- _Exercise_
Here is a listing; restate all of it exactly.

- _Records provided_
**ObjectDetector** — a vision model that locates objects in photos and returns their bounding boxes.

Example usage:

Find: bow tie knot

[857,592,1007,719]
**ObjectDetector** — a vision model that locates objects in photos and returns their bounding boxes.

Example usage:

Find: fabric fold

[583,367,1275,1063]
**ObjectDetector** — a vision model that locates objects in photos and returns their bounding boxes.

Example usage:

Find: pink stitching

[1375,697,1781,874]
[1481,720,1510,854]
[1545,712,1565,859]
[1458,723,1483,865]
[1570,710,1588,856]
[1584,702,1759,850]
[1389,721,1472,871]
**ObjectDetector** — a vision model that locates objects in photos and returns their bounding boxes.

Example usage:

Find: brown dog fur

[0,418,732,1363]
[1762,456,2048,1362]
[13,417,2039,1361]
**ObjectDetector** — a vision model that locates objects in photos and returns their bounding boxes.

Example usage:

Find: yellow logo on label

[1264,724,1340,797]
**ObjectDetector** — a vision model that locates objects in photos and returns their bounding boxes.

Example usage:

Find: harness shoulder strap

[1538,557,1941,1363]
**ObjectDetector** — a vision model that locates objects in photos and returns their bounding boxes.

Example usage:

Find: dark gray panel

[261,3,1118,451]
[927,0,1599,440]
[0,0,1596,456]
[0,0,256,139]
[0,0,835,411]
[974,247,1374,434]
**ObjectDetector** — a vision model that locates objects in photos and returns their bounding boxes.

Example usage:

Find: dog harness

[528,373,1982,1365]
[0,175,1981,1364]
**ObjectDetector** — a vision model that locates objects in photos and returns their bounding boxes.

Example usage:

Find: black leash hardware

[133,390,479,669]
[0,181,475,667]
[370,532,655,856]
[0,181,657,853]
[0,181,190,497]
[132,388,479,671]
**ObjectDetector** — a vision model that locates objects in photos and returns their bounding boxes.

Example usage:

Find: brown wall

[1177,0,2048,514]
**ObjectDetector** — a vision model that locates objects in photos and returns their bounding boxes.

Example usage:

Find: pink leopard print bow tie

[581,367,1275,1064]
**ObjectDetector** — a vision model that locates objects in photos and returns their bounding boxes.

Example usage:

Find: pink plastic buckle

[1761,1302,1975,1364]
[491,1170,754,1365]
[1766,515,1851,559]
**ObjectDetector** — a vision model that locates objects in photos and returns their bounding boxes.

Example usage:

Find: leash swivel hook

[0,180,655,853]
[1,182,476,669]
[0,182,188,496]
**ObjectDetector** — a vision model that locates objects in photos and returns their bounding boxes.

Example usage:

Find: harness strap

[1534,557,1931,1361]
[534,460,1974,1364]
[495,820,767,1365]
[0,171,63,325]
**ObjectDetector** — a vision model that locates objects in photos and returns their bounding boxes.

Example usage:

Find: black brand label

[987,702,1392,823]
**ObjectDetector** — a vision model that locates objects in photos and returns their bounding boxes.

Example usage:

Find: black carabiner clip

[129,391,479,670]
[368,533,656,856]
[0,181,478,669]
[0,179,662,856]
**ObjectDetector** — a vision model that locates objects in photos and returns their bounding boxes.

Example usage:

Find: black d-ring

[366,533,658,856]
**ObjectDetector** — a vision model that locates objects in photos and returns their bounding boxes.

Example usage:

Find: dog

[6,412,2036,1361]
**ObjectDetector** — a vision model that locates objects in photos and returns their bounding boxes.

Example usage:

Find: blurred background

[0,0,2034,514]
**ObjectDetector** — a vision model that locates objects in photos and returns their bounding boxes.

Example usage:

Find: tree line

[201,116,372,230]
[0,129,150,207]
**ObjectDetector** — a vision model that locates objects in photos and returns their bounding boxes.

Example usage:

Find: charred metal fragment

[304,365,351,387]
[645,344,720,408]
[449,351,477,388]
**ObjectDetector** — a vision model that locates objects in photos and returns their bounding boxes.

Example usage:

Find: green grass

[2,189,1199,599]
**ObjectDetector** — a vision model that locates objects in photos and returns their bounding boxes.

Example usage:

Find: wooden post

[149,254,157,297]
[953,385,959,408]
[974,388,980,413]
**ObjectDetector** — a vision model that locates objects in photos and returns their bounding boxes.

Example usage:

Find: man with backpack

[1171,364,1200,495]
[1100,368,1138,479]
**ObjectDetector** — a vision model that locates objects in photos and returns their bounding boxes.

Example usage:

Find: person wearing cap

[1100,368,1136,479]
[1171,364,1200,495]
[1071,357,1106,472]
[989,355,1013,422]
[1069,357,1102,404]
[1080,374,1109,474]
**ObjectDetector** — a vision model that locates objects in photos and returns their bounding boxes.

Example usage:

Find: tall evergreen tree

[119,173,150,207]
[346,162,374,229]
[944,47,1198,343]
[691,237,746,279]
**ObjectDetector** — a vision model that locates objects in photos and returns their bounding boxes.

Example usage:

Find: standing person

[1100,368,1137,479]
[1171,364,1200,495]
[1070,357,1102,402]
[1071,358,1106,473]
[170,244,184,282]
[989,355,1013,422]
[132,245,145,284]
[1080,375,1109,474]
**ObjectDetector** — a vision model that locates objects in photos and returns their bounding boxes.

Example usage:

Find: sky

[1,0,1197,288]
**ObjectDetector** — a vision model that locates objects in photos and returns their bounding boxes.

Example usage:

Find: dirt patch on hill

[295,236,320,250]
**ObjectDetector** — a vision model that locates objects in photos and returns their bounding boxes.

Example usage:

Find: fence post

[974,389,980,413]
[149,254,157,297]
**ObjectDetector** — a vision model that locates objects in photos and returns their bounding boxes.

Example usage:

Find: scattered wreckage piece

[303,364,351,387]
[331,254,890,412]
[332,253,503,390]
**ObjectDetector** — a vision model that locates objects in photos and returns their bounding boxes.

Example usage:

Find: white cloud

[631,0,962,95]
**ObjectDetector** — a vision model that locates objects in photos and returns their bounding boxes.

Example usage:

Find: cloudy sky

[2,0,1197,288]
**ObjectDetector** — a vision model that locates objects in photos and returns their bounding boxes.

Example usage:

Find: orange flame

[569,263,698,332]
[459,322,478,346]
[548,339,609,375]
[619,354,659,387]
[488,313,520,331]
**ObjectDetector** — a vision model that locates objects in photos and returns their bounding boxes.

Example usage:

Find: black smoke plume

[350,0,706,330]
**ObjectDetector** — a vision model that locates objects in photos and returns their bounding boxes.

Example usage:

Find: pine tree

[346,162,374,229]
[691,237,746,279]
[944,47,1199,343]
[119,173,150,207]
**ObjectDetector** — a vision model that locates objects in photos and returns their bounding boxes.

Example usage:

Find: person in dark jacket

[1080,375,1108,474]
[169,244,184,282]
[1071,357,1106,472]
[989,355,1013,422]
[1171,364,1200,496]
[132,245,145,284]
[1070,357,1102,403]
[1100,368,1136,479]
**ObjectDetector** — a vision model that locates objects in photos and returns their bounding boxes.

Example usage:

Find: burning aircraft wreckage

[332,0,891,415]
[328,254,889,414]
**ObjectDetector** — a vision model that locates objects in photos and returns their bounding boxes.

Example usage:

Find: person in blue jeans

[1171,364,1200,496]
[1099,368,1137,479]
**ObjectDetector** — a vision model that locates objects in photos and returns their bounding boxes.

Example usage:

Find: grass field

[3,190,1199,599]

- _Task solution_
**ObjectDetector** — a vision model that locates objects in photos and returns their bounding boxes.

Example usage:

Find: bow tie knot

[857,592,1007,719]
**ObjectDetector** — a vision model that locates objects in photos and returns their bounding boxes.

Example usage:

Find: fabric fold

[583,367,1275,1063]
**ObjectDetector** — a vision model that locates objects in photos and returns their bounding boxes.

Example usage:

Find: pink stitching

[1375,697,1781,874]
[1481,720,1510,854]
[1545,712,1565,859]
[1458,723,1483,865]
[1570,710,1588,856]
[1584,702,1759,850]
[1389,721,1472,871]
**ObjectDetector** — a vision model that locates objects in photos and returns their bounding boxes.

Example usage:

Find: brown dog fur

[0,418,732,1363]
[1762,456,2048,1362]
[13,417,2039,1361]
**ObjectDetector** — a vision model that locates objects in photos and returns their bounding boxes.

Example usage:

Find: yellow logo on label

[1264,724,1340,797]
**ObjectDetector** — a vision model that locates objects in photos and returns their bounding boxes.

Example usage:

Find: harness shoulder strap

[1538,557,1941,1363]
**ObjectDetector** — a vision model that locates objects in photos and returns their bounding boxes.

Example usage:

Find: dark gray panel

[261,3,1118,451]
[927,0,1599,440]
[0,0,1596,456]
[0,0,256,139]
[0,0,835,411]
[974,247,1374,434]
**ObjectDetector** — a vision model that locates objects in photos and returns their bounding boxes.

Example usage:

Find: dog harness

[528,373,1982,1365]
[0,175,1981,1364]
**ObjectDetector** — a vision model that locates objects in photos and returns their bounding boxes.

Example usage:

Find: black leash hardware

[133,390,479,669]
[0,181,475,667]
[370,532,655,856]
[0,181,657,853]
[0,181,190,497]
[132,388,479,671]
**ObjectDetector** — a vision model that locates objects in photos and returns their bounding boxes.

Example usage:

Find: brown wall

[1177,0,2048,514]
**ObjectDetector** — a vision model that locates objects in photos and returns their bounding boxes.

Example usage:

Find: pink leopard print bow tie

[581,367,1275,1064]
**ObjectDetector** — a vision model that locates objects in photos and returns their bounding boxes.

Example usage:

Find: pink plastic buckle

[1761,1302,1975,1364]
[491,1170,754,1365]
[1766,515,1851,559]
**ObjectDetector** — a vision model that locates objects in photos and returns their bounding boxes.

Example usage:

Find: leash swivel hook

[0,180,655,853]
[1,182,476,669]
[0,182,188,496]
**ObjectDetector** — a vision model that locates objects in photos and returns their bounding boxes.

Example usage:

Find: harness strap

[1534,557,1931,1361]
[534,460,1974,1364]
[495,820,767,1365]
[0,171,63,325]
**ObjectDetector** — a vision model that locates objects in photos and returns their bounding boxes.

Example usage:

Find: black brand label

[987,702,1392,823]
**ObjectDetector** — a vision model that locates objects in photos and returns their bounding boxes.

Example usage:

Find: black carabiner clip

[129,391,479,670]
[368,533,656,856]
[0,181,478,669]
[0,179,662,856]
**ObjectDetector** — a vision model that locates objects in photos and returns their bounding boxes.

Example usage:

Find: black d-ring

[366,533,658,856]
**ObjectDetector** — a vision model that locates objects in photos and returns their bounding boxes.

Example usage:

Find: dog

[6,412,2036,1361]
**ObjectDetector** — a vision model that locates objects in photos and returns their bounding boxes.

Example usage:

Find: blurred background

[0,0,2034,514]
**ObjectDetector** — a vision model that locates objects in photos and returns their bounding boxes.

Example usage:

Find: tree line

[201,116,372,230]
[0,129,150,207]
**ObjectDetector** — a vision model that locates objects in photos and returns their bounding boxes.

Example usage:

Find: charred metal fragment

[304,365,351,387]
[645,344,720,408]
[449,351,477,388]
**ObjectDetector** — a vision model that locates objects in photos and returns their bounding boxes.

Example usage:

Find: green grass

[2,189,1199,599]
**ObjectDetector** — a vision model that locates objects in photos and returns their bounding boxes.

Example usage:

Find: wooden post

[149,254,157,297]
[953,385,959,408]
[974,388,980,413]
**ObjectDetector** — a vision model that locates objects in photos and returns their bounding boxes.

Example usage:

Find: man with backpack

[1171,364,1200,495]
[1100,368,1138,479]
**ObjectDetector** — a vision model that locates objects in photos and returns their bounding boxes.

Example usage:

Find: person wearing cap

[1100,368,1136,479]
[1171,364,1200,495]
[1071,357,1106,472]
[989,355,1013,422]
[1069,357,1102,404]
[1080,374,1109,474]
**ObjectDetector** — a vision model that locates objects in photos and returns their bounding boxes.

Example usage:

Find: tall evergreen tree

[119,173,150,207]
[346,162,374,229]
[944,47,1198,343]
[691,237,746,279]
**ObjectDetector** — a vision model that locates objects in photos and returns their bounding boxes.

Example usage:

Find: standing person

[1100,368,1137,479]
[1171,364,1200,495]
[1070,357,1102,402]
[1071,358,1106,473]
[170,244,184,282]
[989,355,1013,422]
[132,245,145,284]
[1080,375,1109,474]
**ObjectDetector** — a vision model that locates objects in photos and returns their bounding boxes.

Example usage:

Find: sky

[1,0,1197,288]
**ObjectDetector** — a vision model that locates objects in photos and returns their bounding boxes.

Example usage:

Find: dirt patch on hill

[295,236,320,250]
**ObjectDetector** — a vision model that locates objects in photos and returns their bounding boxes.

Example usage:

Find: fence post

[974,389,980,413]
[149,254,157,297]
**ObjectDetector** — a vision model that locates objects in photos and returns their bounding boxes.

Example usage:

Find: scattered wreckage piece

[303,364,351,387]
[331,254,890,412]
[332,253,503,390]
**ObjectDetector** — a vision model that locates objects in photos and returns their bounding boxes.

Example usage:

Find: white cloud

[631,0,962,95]
**ObjectDetector** — a vision model that locates objects in photos and returns their bounding boxes.

Example usage:

Find: cloudy sky

[2,0,1197,288]
**ObjectDetector** — a vision model that locates objects in photos and returns their bounding boxes.

Example usage:

Find: orange flame

[569,263,698,332]
[459,322,478,346]
[548,339,609,375]
[619,354,659,387]
[488,313,520,331]
**ObjectDetector** — a vision model that locates objects in photos and returns their bounding boxes.

Example usage:

Find: black smoke plume

[350,0,706,330]
**ObjectDetector** — a vision model that locates objects in photos and returns their bounding boxes.

Example usage:

Find: pine tree

[346,162,374,229]
[691,237,746,279]
[944,47,1199,343]
[119,173,150,207]
**ObjectDetector** — a vision model that locates objects in photos and returns their bounding boxes.

Example usage:

Find: person in dark jacket

[1080,375,1108,474]
[169,244,184,282]
[1071,357,1106,472]
[989,355,1013,422]
[1171,364,1200,496]
[132,245,145,284]
[1070,357,1102,403]
[1100,368,1136,479]
**ObjectDetector** — a vision model that locates objects in photos and returns their bounding boxes.

Example usage:

Find: burning aircraft wreckage

[332,0,891,415]
[328,254,889,414]
**ObjectDetector** — a vision model that locates objects in photos and returns their bounding boxes.

Example usage:

Find: person in blue jeans

[1171,364,1200,496]
[1099,368,1137,479]
**ObjectDetector** — a vision model that locates objects in photos and returns their bounding boxes.

Example usage:

Find: grass field

[3,190,1199,599]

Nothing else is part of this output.